■ WORK ITEM ■
State how many lines of the entries hold the string "bbox". Reply with the number alone.

■ MATERIAL PROVIDED ■
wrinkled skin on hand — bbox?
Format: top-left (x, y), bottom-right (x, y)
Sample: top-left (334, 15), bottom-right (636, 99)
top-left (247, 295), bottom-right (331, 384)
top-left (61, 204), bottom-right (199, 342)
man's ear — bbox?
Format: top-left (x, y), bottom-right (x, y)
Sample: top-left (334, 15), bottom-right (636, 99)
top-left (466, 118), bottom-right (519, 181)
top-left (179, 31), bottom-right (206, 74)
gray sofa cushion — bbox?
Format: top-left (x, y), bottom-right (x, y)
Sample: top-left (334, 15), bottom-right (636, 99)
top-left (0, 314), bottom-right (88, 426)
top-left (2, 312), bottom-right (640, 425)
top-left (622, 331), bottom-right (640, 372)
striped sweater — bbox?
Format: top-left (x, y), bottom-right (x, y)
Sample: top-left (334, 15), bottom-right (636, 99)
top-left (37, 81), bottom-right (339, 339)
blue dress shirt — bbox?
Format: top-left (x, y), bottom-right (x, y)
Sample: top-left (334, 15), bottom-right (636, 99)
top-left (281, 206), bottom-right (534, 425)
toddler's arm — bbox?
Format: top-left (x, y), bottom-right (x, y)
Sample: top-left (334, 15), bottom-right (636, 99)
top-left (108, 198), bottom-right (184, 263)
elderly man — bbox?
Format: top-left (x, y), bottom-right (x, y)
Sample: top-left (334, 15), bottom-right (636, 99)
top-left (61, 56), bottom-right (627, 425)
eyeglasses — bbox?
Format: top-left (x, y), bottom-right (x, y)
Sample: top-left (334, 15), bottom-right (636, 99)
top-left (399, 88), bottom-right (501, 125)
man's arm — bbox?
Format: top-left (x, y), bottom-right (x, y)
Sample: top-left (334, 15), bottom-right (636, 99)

■ SOLUTION BELOW ■
9